» **Trecho fornecido**:
● ● ● ● ● ● ●
Não é possível lutar pela construção de uma sociedade assente na satisfação das necessidades da humanidade (e não no lucro de um punhado de capitalistas), o socialismo, portanto, sem defender a única força social capaz de o impor: a classe operária. Sem defender, por conseguinte, as organizações e as conquistas que são a fundação da classe operária. Como dizia Trotsky em 1939: “Quem não é capaz de defender as velhas conquistas nunca conseguirá conquistar novas”. É neste contexto que devemos tratar a questão da China. Porque está ela hoje no centro dos preparativos da guerra do imperialismo americano?
O paradoxo da revolução chinesa de 1949
O que é a China actual? É um regime político e social nascido de uma revolução proletária, a revolução que triunfou a 1 de Outubro de 1949, quando as tropas do Kuomintang (o partido nacionalista burguês chinês) foram obrigadas a abandonar a China continental e a refugiar-se em Taiwan.
Mas esta revolução teve um carácter particular: desde o início, o poder político foi confiscado pela chefia burocrática do Partido Comunista Chinês (ao contrário da Rússia, onde uma verdadeira revolução operária tinha triunfado, em Outubro de 1917, vindo a degenerar burocraticamente alguns anos mais tarde). Desde o início, a classe trabalhadora foi excluída da sua direcção política.
● ● ● ● ● ● ●
» **Dados fornecidos**:

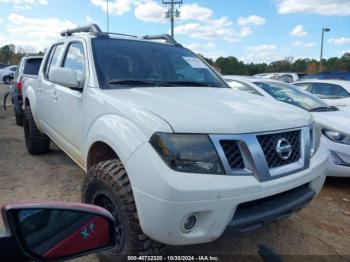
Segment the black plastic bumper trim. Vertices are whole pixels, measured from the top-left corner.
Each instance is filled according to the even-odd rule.
[[[238,205],[225,233],[246,232],[288,217],[315,196],[308,184],[266,198]]]

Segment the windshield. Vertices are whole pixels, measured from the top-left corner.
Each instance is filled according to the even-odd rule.
[[[299,90],[289,84],[268,81],[256,81],[254,84],[262,88],[275,99],[301,107],[308,111],[337,110],[336,108],[327,105],[318,97]]]
[[[228,87],[185,48],[157,42],[94,39],[101,88],[146,86]]]

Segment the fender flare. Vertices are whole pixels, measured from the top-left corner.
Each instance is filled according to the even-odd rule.
[[[96,142],[107,144],[125,165],[137,148],[149,140],[149,137],[134,123],[111,114],[100,116],[88,130],[84,145],[85,169],[87,169],[90,148]]]
[[[41,129],[40,126],[40,121],[39,121],[39,115],[38,115],[38,110],[37,110],[37,101],[36,101],[36,94],[34,91],[34,88],[32,86],[27,86],[25,88],[25,91],[22,93],[23,96],[23,110],[27,106],[26,101],[29,101],[30,104],[30,110],[32,111],[33,117],[35,124],[39,129]]]

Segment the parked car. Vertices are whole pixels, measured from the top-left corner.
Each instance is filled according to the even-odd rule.
[[[317,74],[310,74],[301,77],[300,80],[350,80],[350,71],[334,71],[334,72],[321,72]]]
[[[350,109],[350,82],[341,80],[305,80],[293,83],[327,104],[342,110]]]
[[[5,67],[8,67],[8,65],[7,64],[0,64],[0,69],[3,69]]]
[[[43,57],[41,56],[23,57],[14,76],[14,81],[10,87],[11,99],[16,117],[16,124],[19,126],[23,125],[23,85],[27,78],[38,77],[42,59]]]
[[[62,36],[24,86],[25,141],[36,155],[53,140],[87,172],[83,201],[118,232],[101,258],[256,229],[320,192],[328,154],[305,110],[232,92],[169,35]]]
[[[0,80],[5,84],[11,84],[13,76],[17,70],[17,66],[8,66],[3,69],[0,69]]]
[[[304,73],[266,73],[266,74],[256,74],[255,77],[265,78],[265,79],[276,79],[286,83],[293,83],[298,81],[301,77],[305,76]]]
[[[1,207],[1,261],[66,261],[111,249],[115,223],[107,210],[80,203],[27,203]]]
[[[321,127],[322,141],[330,155],[328,176],[350,177],[350,116],[347,112],[329,106],[318,97],[293,85],[279,81],[242,77],[226,77],[226,80],[235,90],[248,91],[311,112]]]

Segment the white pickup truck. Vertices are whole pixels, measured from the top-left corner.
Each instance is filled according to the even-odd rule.
[[[101,256],[256,229],[320,192],[328,154],[308,112],[232,91],[167,35],[62,35],[24,87],[25,140],[31,154],[53,141],[86,171],[83,201],[116,219]]]

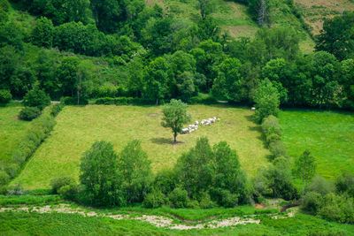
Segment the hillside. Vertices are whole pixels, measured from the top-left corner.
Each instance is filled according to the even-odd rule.
[[[343,11],[353,11],[354,2],[350,0],[294,0],[301,10],[304,21],[312,29],[313,34],[319,34],[326,18],[342,14]]]

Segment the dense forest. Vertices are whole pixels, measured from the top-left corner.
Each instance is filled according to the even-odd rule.
[[[262,2],[245,3],[256,18]],[[25,24],[2,0],[1,88],[18,99],[36,88],[52,100],[190,102],[206,93],[252,103],[268,79],[281,106],[353,109],[352,12],[326,20],[315,52],[304,55],[289,27],[265,25],[252,39],[229,37],[210,3],[199,1],[200,19],[190,23],[142,1],[14,1],[36,16]]]

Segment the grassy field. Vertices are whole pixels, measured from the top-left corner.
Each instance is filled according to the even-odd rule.
[[[259,126],[250,120],[248,109],[223,105],[189,106],[193,120],[219,117],[221,121],[200,127],[191,134],[179,135],[173,145],[171,130],[160,126],[161,107],[66,106],[57,117],[51,135],[39,147],[20,175],[13,181],[26,188],[48,188],[52,178],[67,175],[78,179],[82,153],[95,141],[112,141],[117,151],[131,140],[142,141],[154,171],[171,168],[181,153],[206,136],[211,144],[227,141],[237,150],[242,166],[252,175],[267,164]]]
[[[13,150],[26,134],[30,122],[18,119],[19,104],[0,107],[0,162],[12,161]]]
[[[319,175],[354,174],[353,113],[289,110],[281,113],[280,120],[289,156],[298,156],[308,148]]]
[[[78,214],[0,213],[1,235],[354,235],[354,226],[297,214],[263,218],[259,225],[203,230],[169,230],[137,220]]]
[[[319,34],[326,18],[342,14],[343,11],[354,11],[350,0],[294,0],[301,10],[304,21],[312,27],[312,34]]]

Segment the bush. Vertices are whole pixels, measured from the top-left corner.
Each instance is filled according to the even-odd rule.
● ● ● ● ● ● ●
» **Tarefa proposta A**:
Segundo o trecho sobre a China, em que data triunfou a revolução chinesa?
» **Tarefa proposta B**:
Liste todos os anos citados no trecho sobre a China.
» **Tarefa proposta C**:
Transcreva do trecho sobre a China tudo desde "O paradoxo da" até "refugiar-se em Taiwan.".

» **Resultado A**:
A 1 de Outubro de 1949.

» **Resultado B**:
1939, 1949, 1917

» **Resultado C**:
O paradoxo da revolução chinesa de 1949
O que é a China actual? É um regime político e social nascido de uma revolução proletária, a revolução que triunfou a 1 de Outubro de 1949, quando as tropas do Kuomintang (o partido nacionalista burguês chinês) foram obrigadas a abandonar a China continental e a refugiar-se em Taiwan.